= WHAT TO PRODUCE =
Can you pick up the article about the twin sisters teaching at Bovina Elementary School and continue it from its last sentence?

= SELECTED EXTRACT =
==*==
It’s long been said that good things come in small packages, and at Bovina Elementary School this phrase is proven true.

Amanda Gordon and Alisa Harvey are identical twins who both teach at Bovina. Amanda is a first grade teacher and her sister Alisa teaches kindergarten. They both stand a diminutive 4 feet, 7 inches tall.

“Teaching lower elementary was perfect for us considering we aren’t much taller than the average 6-year-old,” Gordon said with a laugh.

“Our mother was an assistant teacher and my mother-in-law, Candis Harvey, was a life-long educator,” Harvey added. “The importance of education and good educators has always been ingrained in us.”

As for the sisters teaching at the same school, it was somewhat intentional.

“Alisa started at Bovina when it first opened back up. That year, my daughter was the first student enrolled. Her lunch number was one,” Gordon said. “I wasn’t working that year, but when I saw how great Bovina was destined to be, I really wanted to go back to teaching and be a part of it.”

“When a kindergarten position opened up, I told Amanda, and she interviewed for the position and got it!” Harvey said. “Being together wasn’t so much intentional as it was a blessing. We never fight, and it’s great knowing that she’s close if we need each other.”
==*==
= EXCERPTED DATA =
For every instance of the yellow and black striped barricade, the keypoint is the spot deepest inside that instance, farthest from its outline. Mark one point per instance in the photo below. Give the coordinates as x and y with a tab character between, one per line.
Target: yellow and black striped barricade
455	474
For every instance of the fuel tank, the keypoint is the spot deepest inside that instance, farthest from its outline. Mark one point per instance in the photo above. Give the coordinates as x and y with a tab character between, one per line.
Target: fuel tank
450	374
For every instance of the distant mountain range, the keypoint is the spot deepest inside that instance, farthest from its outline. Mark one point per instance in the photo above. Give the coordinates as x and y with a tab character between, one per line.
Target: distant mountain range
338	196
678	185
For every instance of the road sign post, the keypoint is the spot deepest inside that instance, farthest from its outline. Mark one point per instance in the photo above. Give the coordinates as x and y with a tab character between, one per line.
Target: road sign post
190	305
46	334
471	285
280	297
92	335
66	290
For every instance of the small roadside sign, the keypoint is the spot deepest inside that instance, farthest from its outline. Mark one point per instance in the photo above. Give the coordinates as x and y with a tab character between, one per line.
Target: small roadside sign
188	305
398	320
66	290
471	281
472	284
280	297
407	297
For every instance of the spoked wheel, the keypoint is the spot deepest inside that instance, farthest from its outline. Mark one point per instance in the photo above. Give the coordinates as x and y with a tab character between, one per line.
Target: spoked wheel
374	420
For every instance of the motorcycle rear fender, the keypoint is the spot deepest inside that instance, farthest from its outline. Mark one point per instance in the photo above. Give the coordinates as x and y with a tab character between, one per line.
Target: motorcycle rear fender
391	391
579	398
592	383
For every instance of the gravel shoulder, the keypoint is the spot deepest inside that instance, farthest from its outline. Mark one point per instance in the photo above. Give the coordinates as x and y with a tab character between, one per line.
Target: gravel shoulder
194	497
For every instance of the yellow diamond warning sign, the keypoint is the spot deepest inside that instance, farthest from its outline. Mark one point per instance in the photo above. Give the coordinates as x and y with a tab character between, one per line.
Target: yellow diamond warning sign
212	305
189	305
==*==
= RESULT OF THE EXERCISE =
As for being confused for each other, “The kids find it very easy to tell us apart. It’s the adults that have the most trouble,” Gordon said. “For example, we have had parents of a child that is in Alisa’s room come to my room and ask where their child is, and I’ll tell them that I don’t have a child by that name in my class. This parent got very concerned until we figured out they were in Alisa’s room.”

Harvey added, “Out in public, we are getting hugs from parents [and] we have no clue who they are. We know that they have confused us with each other. Often we just hug and smile, so things won’t be awkward.”

Asked if they ever played tricks on people, “One time we went into each other’s classroom and pretended to be the other one,” Harvey said, .”The students were a little confused but figured it out pretty quickly.”

Gordon said working with her twin has many advantages.

“It’s kind of strange. I wouldn’t say that we can feel something the other person is feeling but if one of us is sad, upset or angry, we always know how to help the other out,” she said. “For example, we unintentionally got pregnant four weeks apart. We helped each other a lot during the pregnancies and after. It was such a blessing.”

“We often finish each other’s sentences and know what each other are thinking,” Harvey added. “We can just help each other without even asking what each other needs.

“When in college, we got accused of cheating, and we still would have the same answers. The teacher apologized later.”

Gordon agrees that being a twin is blessing.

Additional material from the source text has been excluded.